▸ **Available records**
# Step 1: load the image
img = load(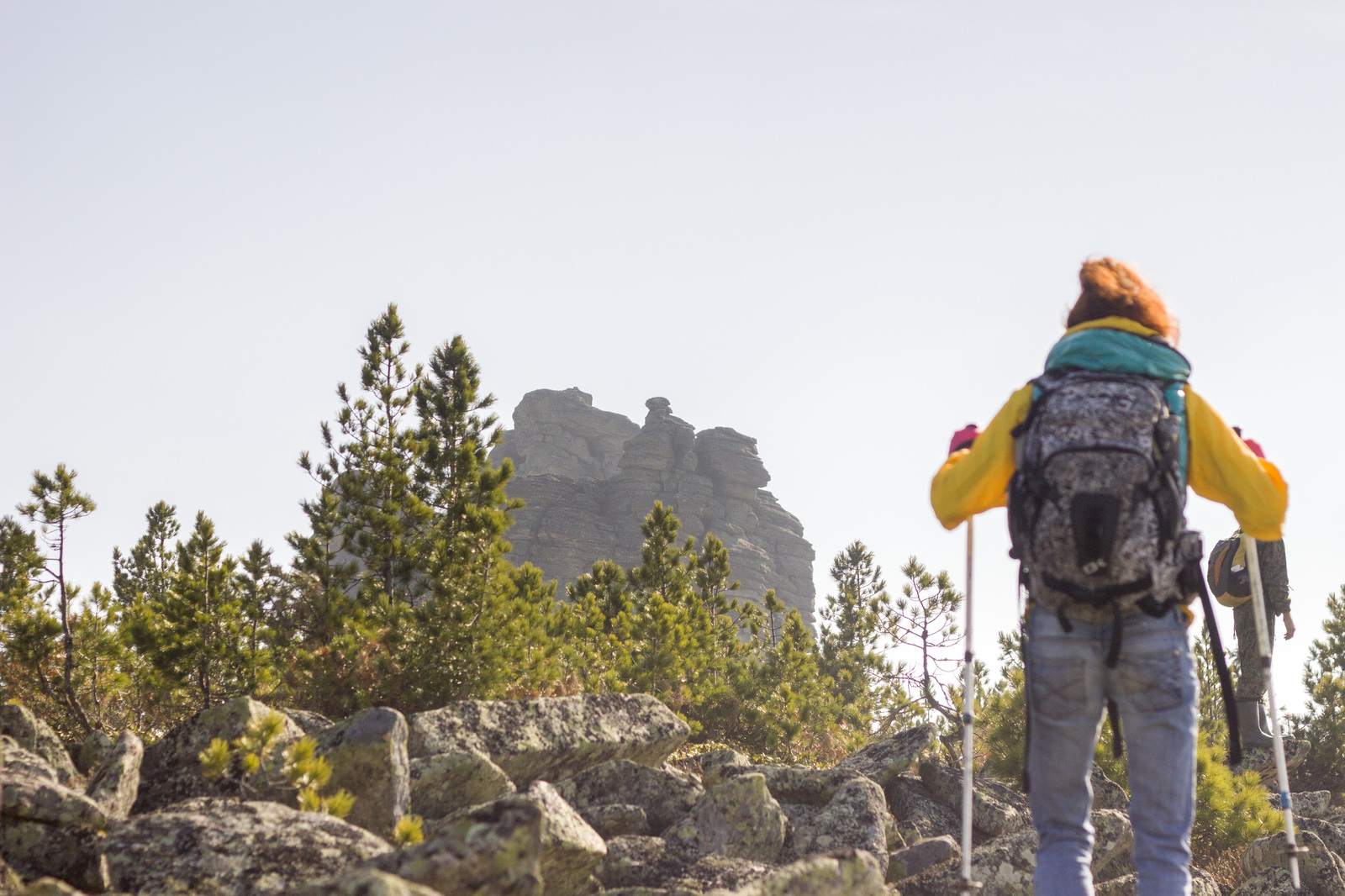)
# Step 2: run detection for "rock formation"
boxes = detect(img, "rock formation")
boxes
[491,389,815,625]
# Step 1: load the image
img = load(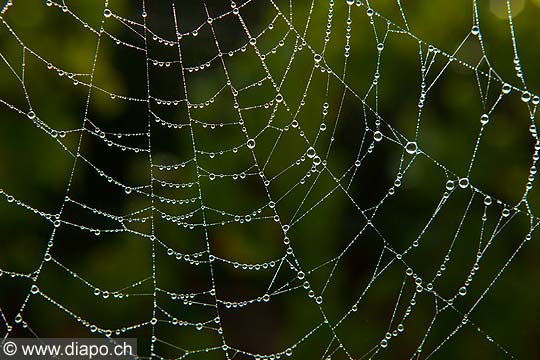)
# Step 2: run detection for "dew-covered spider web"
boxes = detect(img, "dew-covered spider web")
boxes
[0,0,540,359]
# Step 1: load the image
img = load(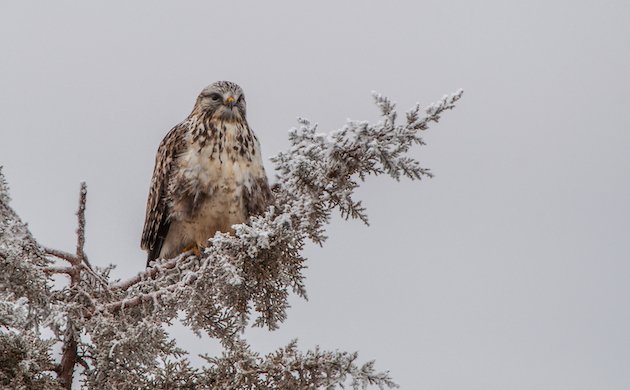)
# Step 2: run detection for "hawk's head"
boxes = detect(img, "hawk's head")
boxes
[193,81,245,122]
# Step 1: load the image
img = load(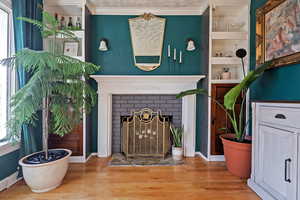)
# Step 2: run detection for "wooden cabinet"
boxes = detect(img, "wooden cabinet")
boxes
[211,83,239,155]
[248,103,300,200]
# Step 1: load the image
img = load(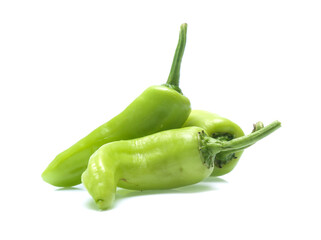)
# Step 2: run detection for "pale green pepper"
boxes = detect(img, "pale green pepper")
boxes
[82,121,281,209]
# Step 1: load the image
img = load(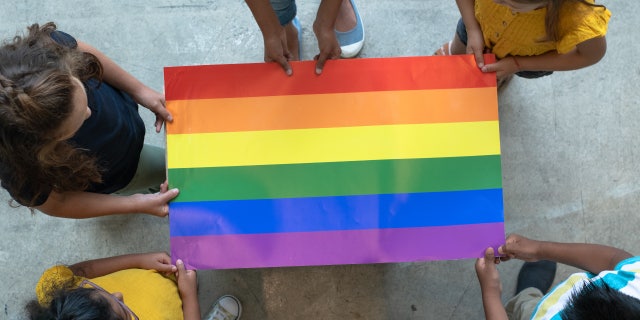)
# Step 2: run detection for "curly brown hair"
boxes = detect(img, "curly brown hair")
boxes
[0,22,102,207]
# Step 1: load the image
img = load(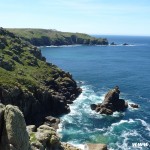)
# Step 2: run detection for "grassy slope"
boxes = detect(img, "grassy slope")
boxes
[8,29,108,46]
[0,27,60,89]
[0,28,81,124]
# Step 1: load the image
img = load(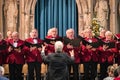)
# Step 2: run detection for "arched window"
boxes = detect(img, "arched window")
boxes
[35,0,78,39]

▸ **Task prompt**
Report every line in the listing above that contains the string "formation".

▸ **Solution for this problem**
# Step 2: run detection for "rock formation"
boxes = detect(img, "rock formation")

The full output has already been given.